* **TASK INSTRUCTIONS**: Your task is to copy the lines of the data below from the line holding "Target: lamp post" through the line holding "Target: vertical suspender cable", inclusive, exactly and with nothing added.

* **EXTRACTED DATA**:
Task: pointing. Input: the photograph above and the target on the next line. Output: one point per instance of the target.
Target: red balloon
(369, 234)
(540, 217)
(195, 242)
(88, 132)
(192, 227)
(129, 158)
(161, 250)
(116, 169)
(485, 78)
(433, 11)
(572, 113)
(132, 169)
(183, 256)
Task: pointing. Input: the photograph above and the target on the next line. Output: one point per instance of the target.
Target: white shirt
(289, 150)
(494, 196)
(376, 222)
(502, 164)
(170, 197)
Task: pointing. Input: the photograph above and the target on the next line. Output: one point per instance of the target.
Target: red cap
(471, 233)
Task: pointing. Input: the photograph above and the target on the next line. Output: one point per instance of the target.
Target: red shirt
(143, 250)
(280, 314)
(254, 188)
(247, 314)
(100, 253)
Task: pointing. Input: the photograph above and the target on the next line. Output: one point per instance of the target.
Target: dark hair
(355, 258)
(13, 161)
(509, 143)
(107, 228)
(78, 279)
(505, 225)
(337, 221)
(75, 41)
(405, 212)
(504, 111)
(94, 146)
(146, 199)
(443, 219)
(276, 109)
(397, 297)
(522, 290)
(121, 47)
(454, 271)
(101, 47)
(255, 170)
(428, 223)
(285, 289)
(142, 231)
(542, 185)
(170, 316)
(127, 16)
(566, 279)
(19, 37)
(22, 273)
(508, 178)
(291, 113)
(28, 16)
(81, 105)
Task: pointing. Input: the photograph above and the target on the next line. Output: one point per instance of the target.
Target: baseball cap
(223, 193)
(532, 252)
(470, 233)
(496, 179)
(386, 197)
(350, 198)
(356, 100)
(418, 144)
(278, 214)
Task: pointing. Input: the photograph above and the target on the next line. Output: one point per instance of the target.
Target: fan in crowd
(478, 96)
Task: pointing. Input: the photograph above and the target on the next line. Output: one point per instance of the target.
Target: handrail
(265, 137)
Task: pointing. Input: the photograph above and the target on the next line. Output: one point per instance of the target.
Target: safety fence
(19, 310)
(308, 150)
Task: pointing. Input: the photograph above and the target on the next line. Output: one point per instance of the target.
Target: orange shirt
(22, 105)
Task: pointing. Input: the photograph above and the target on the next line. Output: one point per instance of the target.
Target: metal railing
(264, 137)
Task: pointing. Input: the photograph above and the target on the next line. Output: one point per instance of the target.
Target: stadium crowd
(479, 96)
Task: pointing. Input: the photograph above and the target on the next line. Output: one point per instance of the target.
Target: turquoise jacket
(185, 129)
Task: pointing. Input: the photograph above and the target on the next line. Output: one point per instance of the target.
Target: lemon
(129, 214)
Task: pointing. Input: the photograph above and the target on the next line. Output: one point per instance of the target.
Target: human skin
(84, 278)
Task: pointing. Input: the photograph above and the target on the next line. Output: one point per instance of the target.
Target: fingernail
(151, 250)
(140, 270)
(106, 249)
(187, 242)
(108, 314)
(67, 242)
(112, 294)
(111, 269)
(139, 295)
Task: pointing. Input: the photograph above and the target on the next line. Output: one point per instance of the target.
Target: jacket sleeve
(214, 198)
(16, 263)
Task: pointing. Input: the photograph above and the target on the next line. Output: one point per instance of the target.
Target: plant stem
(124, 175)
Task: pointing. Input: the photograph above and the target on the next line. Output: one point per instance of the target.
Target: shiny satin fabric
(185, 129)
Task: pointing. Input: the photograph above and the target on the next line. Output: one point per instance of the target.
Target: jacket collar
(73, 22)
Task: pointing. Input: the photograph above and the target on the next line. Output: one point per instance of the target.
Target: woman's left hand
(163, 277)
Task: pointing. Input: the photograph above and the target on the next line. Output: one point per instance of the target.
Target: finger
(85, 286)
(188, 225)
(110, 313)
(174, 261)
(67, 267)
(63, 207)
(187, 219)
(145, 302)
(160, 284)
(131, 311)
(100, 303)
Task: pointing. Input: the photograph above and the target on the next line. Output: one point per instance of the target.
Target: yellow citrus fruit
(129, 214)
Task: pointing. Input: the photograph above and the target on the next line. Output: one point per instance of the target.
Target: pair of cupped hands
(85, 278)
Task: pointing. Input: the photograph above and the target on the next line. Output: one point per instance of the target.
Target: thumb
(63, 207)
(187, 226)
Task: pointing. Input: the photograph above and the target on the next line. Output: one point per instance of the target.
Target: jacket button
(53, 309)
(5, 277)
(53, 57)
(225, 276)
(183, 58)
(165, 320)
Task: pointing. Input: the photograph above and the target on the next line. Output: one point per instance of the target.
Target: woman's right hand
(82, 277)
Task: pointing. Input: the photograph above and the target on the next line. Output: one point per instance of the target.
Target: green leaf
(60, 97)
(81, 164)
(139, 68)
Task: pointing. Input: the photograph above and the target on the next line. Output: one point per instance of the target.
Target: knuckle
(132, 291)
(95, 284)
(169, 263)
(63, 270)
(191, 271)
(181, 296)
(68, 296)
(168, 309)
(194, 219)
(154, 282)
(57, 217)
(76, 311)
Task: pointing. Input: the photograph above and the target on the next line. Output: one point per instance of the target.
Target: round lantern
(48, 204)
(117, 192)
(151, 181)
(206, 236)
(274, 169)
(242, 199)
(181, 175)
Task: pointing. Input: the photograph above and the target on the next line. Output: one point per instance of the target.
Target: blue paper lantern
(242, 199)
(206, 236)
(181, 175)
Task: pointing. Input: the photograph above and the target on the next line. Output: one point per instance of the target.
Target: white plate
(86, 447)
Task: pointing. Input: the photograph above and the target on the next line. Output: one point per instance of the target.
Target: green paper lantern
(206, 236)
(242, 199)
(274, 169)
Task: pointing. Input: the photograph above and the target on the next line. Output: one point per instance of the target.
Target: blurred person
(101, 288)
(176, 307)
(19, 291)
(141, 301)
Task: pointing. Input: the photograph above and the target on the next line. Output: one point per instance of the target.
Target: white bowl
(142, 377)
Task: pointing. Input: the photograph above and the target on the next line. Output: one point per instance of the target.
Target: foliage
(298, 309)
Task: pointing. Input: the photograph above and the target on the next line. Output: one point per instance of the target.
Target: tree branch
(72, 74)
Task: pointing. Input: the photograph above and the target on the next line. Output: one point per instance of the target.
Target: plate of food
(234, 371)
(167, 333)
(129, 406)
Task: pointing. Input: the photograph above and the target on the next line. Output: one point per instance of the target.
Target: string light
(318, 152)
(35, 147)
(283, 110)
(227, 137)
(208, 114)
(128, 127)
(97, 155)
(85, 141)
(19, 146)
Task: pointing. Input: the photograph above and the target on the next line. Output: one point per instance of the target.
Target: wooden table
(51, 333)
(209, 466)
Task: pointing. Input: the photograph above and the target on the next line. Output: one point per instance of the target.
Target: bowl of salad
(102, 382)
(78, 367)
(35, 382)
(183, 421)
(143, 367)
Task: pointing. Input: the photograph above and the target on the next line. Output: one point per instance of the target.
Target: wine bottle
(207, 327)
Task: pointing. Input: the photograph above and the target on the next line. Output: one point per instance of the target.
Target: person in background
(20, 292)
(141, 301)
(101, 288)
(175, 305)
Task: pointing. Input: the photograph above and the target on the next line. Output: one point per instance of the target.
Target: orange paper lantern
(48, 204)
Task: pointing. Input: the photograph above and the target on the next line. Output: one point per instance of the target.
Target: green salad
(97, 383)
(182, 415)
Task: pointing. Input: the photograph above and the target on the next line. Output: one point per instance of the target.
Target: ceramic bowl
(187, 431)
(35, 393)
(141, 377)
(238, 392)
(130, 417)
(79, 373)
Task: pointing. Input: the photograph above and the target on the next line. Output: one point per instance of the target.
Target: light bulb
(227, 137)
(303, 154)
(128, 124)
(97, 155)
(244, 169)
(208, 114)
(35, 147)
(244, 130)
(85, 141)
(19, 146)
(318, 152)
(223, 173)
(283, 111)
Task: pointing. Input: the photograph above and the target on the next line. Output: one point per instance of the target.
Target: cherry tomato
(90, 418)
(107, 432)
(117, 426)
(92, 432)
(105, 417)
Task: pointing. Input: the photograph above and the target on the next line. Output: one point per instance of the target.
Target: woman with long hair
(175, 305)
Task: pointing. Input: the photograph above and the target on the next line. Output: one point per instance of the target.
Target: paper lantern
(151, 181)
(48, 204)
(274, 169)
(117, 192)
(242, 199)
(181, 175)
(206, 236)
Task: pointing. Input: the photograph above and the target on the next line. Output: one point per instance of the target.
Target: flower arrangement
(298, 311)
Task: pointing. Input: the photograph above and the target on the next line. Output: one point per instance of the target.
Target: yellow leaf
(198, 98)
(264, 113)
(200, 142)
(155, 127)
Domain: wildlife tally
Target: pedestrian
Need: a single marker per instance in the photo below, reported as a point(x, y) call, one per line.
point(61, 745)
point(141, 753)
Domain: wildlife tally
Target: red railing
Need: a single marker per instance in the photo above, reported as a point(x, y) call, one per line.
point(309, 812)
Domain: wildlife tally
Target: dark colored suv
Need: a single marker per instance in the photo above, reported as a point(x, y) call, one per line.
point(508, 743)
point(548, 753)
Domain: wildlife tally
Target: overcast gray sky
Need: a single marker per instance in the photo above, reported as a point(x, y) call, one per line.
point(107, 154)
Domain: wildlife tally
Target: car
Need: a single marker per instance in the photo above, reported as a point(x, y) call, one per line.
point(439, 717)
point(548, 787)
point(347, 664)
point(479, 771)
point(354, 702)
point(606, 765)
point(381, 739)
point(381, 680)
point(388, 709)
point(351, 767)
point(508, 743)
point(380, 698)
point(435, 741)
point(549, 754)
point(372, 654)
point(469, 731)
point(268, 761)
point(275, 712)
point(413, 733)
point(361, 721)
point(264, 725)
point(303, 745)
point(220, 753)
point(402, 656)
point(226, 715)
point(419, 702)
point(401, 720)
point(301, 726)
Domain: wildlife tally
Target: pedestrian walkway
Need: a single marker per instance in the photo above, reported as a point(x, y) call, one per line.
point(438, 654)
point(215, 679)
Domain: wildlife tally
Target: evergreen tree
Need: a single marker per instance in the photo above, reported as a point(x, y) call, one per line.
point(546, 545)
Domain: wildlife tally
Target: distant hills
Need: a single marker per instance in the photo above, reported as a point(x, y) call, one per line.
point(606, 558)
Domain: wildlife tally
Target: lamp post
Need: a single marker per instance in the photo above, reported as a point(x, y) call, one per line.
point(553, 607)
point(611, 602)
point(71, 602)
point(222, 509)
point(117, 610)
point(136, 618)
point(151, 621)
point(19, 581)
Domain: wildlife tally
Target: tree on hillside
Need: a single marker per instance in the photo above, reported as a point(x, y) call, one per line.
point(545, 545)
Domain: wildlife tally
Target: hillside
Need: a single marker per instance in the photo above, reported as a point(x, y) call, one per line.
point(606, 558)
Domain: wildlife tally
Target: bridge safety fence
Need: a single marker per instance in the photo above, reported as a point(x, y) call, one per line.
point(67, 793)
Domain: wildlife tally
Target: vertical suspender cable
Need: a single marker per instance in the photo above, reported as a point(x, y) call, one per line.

* **EXPECTED ANSWER**:
Target: lamp post
Need: a single marker per instance in the photo above, reported as a point(x, y) call, one per line.
point(553, 607)
point(611, 602)
point(71, 602)
point(222, 509)
point(117, 610)
point(136, 618)
point(151, 621)
point(19, 581)
Domain: wildlife tally
Target: tree on hillside
Need: a single marker per instance in the photo above, reported as a point(x, y) call, one per line.
point(545, 545)
Domain: wildlife tally
Target: hillside
Need: a single marker per instance in the photo above, reported as a point(x, y) call, one per line.
point(606, 558)
Domain: wildlife tally
Target: bridge safety fence
Need: a single marker per instance in the photo above, reported as a point(x, y) call, one per line.
point(67, 793)
Domain: wildlife tally
Target: vertical suspender cable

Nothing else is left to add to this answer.